Exercise:
Select all lines holding the word "shirt" from the entries that follow.

(Recorded information begins)

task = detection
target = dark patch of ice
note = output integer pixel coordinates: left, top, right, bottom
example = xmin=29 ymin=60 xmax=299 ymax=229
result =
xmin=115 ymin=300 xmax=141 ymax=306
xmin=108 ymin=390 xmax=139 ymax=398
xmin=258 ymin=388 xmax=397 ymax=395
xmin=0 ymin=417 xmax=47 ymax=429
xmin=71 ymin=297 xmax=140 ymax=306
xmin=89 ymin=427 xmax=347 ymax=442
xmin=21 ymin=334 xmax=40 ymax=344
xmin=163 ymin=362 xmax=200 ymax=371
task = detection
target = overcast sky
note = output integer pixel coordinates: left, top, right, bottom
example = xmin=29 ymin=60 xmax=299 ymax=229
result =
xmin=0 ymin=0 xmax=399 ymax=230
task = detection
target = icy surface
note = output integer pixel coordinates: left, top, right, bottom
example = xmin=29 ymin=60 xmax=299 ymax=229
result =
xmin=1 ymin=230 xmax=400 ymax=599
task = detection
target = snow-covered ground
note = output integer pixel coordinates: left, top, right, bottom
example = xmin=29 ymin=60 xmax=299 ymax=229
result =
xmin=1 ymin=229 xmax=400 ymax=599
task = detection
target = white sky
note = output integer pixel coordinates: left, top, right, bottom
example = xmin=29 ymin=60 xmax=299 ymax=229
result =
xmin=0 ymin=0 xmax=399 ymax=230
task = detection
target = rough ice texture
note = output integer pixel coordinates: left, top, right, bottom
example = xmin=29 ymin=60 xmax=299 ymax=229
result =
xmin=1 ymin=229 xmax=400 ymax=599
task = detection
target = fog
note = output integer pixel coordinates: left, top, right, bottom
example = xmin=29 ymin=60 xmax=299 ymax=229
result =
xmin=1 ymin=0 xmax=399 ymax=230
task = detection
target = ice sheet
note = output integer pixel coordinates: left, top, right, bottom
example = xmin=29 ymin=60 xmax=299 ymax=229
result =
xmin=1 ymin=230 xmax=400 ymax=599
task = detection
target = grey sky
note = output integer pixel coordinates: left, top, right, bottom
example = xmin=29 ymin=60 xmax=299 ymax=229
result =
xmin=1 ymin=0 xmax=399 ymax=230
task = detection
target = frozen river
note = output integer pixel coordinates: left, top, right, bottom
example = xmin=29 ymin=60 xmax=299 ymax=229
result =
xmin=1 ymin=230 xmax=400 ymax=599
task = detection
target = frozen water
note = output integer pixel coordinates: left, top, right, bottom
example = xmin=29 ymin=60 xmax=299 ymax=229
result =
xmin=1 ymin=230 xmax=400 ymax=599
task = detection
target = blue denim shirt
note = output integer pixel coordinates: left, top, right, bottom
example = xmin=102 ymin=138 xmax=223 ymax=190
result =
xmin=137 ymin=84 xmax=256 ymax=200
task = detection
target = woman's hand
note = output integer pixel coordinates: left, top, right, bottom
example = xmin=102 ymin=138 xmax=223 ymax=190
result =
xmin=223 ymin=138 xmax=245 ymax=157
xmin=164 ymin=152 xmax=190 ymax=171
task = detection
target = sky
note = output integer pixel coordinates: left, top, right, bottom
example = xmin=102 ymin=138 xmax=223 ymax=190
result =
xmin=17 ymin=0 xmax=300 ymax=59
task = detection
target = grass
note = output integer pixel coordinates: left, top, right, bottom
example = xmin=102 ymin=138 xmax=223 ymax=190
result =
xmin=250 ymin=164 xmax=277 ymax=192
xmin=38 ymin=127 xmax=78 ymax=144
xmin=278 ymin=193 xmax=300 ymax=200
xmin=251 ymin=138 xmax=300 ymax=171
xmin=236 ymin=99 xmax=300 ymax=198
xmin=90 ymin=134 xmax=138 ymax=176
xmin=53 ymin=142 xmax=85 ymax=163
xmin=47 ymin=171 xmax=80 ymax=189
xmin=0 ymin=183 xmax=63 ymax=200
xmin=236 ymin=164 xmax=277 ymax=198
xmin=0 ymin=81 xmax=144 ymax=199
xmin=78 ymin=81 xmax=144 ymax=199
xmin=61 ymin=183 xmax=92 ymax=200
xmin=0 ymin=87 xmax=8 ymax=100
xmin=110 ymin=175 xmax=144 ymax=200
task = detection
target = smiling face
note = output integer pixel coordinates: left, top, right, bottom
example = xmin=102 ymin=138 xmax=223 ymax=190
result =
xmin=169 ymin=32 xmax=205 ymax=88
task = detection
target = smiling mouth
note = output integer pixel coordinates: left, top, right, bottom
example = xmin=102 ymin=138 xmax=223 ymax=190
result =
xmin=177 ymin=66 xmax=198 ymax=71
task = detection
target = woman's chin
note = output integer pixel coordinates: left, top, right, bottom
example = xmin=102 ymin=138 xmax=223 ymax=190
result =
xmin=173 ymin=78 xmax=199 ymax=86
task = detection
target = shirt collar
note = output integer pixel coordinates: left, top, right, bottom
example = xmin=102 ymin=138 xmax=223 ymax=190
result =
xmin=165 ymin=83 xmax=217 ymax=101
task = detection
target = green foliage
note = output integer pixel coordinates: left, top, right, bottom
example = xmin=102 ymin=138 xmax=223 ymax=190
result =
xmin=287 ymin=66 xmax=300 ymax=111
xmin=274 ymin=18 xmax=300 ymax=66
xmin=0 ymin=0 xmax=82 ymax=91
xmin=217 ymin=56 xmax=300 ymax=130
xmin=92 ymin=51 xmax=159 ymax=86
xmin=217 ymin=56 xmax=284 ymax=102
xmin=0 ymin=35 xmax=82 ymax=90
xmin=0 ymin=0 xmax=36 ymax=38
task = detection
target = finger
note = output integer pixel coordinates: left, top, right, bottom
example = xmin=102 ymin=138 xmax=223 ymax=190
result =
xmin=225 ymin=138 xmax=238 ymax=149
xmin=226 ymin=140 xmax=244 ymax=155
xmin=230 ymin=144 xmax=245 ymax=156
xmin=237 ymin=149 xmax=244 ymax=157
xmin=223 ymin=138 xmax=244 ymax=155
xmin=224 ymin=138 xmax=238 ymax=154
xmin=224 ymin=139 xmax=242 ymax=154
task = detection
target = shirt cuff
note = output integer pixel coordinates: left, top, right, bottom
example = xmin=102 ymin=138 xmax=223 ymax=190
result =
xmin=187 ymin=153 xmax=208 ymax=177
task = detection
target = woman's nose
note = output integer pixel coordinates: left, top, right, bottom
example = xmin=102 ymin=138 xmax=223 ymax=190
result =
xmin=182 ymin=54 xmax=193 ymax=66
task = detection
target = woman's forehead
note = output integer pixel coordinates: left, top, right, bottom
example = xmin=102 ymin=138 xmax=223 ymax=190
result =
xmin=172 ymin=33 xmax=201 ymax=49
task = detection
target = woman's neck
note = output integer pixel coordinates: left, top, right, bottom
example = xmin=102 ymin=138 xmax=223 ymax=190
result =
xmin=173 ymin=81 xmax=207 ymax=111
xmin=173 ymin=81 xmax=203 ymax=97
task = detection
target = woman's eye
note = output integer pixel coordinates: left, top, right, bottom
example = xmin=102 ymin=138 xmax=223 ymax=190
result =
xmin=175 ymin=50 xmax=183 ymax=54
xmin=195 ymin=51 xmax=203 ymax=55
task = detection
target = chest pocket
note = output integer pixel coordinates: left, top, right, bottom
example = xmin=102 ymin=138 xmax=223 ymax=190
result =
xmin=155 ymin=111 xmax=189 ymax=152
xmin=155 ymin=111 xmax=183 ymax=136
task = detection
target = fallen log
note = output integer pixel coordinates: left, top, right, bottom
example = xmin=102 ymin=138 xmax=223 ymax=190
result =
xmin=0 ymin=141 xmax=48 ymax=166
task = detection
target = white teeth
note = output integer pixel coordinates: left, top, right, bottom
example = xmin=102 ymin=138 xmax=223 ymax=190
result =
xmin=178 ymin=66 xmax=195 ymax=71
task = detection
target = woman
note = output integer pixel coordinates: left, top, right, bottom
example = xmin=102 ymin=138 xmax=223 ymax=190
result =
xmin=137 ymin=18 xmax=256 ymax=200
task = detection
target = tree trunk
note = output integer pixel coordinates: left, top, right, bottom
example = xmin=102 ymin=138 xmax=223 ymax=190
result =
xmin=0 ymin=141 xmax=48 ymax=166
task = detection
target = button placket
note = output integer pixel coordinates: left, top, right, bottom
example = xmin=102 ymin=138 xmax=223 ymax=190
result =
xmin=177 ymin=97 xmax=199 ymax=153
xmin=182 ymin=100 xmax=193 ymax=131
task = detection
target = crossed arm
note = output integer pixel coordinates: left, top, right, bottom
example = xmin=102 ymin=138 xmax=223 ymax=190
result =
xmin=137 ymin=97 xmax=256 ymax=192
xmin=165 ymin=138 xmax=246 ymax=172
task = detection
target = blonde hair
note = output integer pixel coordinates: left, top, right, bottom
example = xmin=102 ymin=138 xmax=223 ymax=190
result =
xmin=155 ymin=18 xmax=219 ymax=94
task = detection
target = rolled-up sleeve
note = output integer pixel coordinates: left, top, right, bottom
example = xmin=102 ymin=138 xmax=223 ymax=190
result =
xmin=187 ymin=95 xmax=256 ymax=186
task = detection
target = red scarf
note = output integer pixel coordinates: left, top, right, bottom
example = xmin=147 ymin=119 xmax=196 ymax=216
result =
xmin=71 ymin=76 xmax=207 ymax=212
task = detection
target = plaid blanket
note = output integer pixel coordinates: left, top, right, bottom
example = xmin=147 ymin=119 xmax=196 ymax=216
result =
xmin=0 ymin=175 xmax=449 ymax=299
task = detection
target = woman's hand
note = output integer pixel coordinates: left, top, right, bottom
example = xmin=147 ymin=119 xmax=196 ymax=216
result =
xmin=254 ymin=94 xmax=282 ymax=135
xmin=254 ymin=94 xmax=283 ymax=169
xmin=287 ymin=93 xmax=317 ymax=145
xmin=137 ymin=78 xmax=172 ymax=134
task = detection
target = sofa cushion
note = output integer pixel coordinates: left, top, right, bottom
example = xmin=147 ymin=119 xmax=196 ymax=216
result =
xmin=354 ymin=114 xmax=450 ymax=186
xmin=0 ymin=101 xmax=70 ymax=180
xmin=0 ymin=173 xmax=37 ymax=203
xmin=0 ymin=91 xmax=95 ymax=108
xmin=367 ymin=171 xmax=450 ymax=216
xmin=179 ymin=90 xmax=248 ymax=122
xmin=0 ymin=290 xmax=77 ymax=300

(Recorded information ends)

Output for this task:
target = blue denim shirt
target = shirt collar
target = shirt cuff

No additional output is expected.